SET OF TASKS:
(a) List every publication named in the passage on William Hamilton Gibson as one he drew for.
(b) Copy the rows verbatim, starting at the line that contains "Expected output: the position of each instance of the building" and ending at the last line of the rows.

DOCUMENT EXCERPT:
# # # # #
William Hamilton Gibson (October 5, 1850July 16, 1896) was an American illustrator, author and naturalist.

Biography
Gibson was born in Sandy Hook, Connecticut, of an old, distinguished New England family; one of his great-great-grandfathers was the jurist Richard Dana (1699–1772), who was the great-grandfather of the famous author Richard Henry Dana, Jr. The financial failure and in 1868 the death of Gibson's father, a New York broker, put an end to his studies in the Brooklyn Polytechnic Institute and made it necessary for him to earn his own living. From the life insurance business, in Brooklyn, he soon turned to the study of natural history and illustration, he had sketched flowers and insects when he was only eight years old, had long been interested in botany and entomology, and had acquired great skill in making faux flowers.  His first drawings, of a technical character, were published in 1870.

He rapidly became an expert illustrator and a remarkably able wood-engraver, while he also drew on stone with great success. He drew for The American Agriculturist, Hearth and Home, and Appletons American Cyclopaedia; for The Youth's Companion and St Nicholas; and then for various Harper publications, especially Harper's Monthly magazine, where his illustrations first gained popularity.
# # # # #
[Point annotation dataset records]
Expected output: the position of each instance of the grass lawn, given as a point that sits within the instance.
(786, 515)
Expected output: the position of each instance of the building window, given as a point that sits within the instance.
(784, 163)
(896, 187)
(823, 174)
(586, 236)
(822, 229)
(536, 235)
# # # # #
TASK RESULTS:
(a)
The American Agriculturist
Hearth and Home
Appletons American Cyclopaedia
The Youth's Companion
St Nicholas
Harper's Monthly magazine

(b)
Expected output: the position of each instance of the building window, given as a point that sits within the instance.
(784, 163)
(896, 187)
(823, 174)
(586, 236)
(822, 229)
(536, 235)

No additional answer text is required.